### What to do
Quote the data below in full, please, without altering anything.

□ □ □ □

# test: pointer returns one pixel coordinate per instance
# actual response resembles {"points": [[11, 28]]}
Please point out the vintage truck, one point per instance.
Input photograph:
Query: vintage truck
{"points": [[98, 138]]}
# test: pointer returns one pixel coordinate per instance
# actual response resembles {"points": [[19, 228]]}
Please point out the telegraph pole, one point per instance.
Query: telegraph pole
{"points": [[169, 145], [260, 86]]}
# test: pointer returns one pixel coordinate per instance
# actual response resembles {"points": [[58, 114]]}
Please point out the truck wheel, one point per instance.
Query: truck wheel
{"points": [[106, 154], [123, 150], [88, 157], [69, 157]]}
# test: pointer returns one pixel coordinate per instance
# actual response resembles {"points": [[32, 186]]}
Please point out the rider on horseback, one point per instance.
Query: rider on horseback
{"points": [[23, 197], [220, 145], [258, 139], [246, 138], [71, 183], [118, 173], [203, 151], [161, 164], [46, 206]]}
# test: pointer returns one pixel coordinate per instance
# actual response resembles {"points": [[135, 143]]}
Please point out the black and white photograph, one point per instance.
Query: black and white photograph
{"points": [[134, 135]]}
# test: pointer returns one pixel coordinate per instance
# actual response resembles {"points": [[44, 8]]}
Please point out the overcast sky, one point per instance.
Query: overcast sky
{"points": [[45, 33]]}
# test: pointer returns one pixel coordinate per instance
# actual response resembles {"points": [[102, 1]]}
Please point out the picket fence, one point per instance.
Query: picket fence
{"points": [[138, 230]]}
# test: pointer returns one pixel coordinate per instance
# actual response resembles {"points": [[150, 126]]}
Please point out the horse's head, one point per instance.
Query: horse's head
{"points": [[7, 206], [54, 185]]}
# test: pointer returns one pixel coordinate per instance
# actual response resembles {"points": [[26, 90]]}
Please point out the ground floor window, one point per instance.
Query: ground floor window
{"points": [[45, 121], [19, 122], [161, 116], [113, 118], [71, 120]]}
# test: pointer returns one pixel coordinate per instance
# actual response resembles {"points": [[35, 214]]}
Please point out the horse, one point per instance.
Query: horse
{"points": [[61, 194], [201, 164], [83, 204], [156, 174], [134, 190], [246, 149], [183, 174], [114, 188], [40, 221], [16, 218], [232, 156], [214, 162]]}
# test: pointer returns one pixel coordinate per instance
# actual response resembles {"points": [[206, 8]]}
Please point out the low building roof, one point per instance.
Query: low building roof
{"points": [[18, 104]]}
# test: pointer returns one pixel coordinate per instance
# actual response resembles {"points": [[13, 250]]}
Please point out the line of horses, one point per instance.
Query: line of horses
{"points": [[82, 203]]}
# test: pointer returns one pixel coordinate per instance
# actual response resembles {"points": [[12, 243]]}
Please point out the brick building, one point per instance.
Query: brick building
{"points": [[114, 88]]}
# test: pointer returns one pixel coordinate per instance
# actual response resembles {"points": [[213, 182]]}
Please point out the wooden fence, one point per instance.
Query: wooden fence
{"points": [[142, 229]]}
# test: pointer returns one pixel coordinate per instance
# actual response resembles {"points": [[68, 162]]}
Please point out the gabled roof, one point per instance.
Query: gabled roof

□ □ □ □

### Solution to the exercise
# test: pointer returns one pixel coordinate per instance
# actual response resembles {"points": [[11, 28]]}
Please point out the vintage truck, one point per instance.
Input photograph:
Query: vintage truck
{"points": [[98, 138]]}
# test: pointer returns one pixel coordinate per instance
# actual response resembles {"points": [[19, 228]]}
Please point out the telegraph pole, one point per instance.
Query: telegraph pole
{"points": [[169, 145], [260, 86]]}
# test: pointer returns one pixel coordinate per instance
# actual response resembles {"points": [[58, 114]]}
Please point out the truck wheel, one point per instance.
Query: truck wheel
{"points": [[106, 154], [123, 150], [88, 157], [69, 157]]}
# test: pointer returns one pixel coordinate per instance
# actual response resembles {"points": [[32, 186]]}
Please point out the rider on horseback, one point per instance.
Query: rider on horseback
{"points": [[23, 197], [220, 145], [258, 139], [246, 138], [71, 183], [118, 173], [203, 151], [161, 164], [46, 206]]}
# test: pointer returns one pixel coordinate per instance
# actual response resembles {"points": [[135, 143]]}
Please point out the black and white photograph, one point per instance.
Query: black and white photograph
{"points": [[134, 135]]}
# test: pointer returns one pixel coordinate per instance
# actual response resembles {"points": [[44, 8]]}
Please point out the overcast sky, one point per instance.
Query: overcast sky
{"points": [[45, 33]]}
# test: pointer returns one pixel coordinate per instance
# actual response resembles {"points": [[102, 1]]}
Please point out the picket fence, one point per instance.
Query: picket fence
{"points": [[138, 230]]}
# test: pointer returns one pixel coordinate per instance
# actual response resembles {"points": [[150, 126]]}
Please point out the horse's head, one point per instance.
Query: horse's head
{"points": [[7, 206], [54, 185]]}
# test: pointer returns one pixel coordinate per instance
# actual response resembles {"points": [[26, 90]]}
Please point out the ground floor window, one point per instance.
Query: ground floor window
{"points": [[45, 121], [19, 122], [161, 116], [113, 118], [71, 120]]}
# test: pointer returns one pixel coordinate per instance
# actual response resembles {"points": [[35, 214]]}
Please point out the horse, one point per instance.
Query: horse
{"points": [[61, 194], [201, 164], [83, 204], [156, 174], [134, 190], [246, 149], [183, 174], [114, 188], [40, 221], [16, 218], [232, 156], [214, 162]]}
# test: pointer returns one pixel coordinate per instance
# actual response resembles {"points": [[206, 8]]}
Please point out the low building roof, one point per instance.
Query: low building roof
{"points": [[18, 104]]}
# test: pointer returns one pixel coordinate per instance
# actual response resembles {"points": [[13, 250]]}
Please point out the line of horses, one point per instance.
Query: line of horses
{"points": [[82, 203]]}
# test: pointer returns one pixel coordinate per instance
# actual response resembles {"points": [[12, 243]]}
Please point out the brick building, one point per instance.
Query: brick building
{"points": [[114, 88]]}
# test: pointer returns one pixel coordinate per instance
# actual response resembles {"points": [[213, 182]]}
Please point out the wooden fence, one point per instance.
Query: wooden fence
{"points": [[142, 229]]}
# test: pointer returns one pixel coordinate per instance
# actual response resembles {"points": [[68, 162]]}
Please point out the gabled roof, one point per instance.
Query: gabled roof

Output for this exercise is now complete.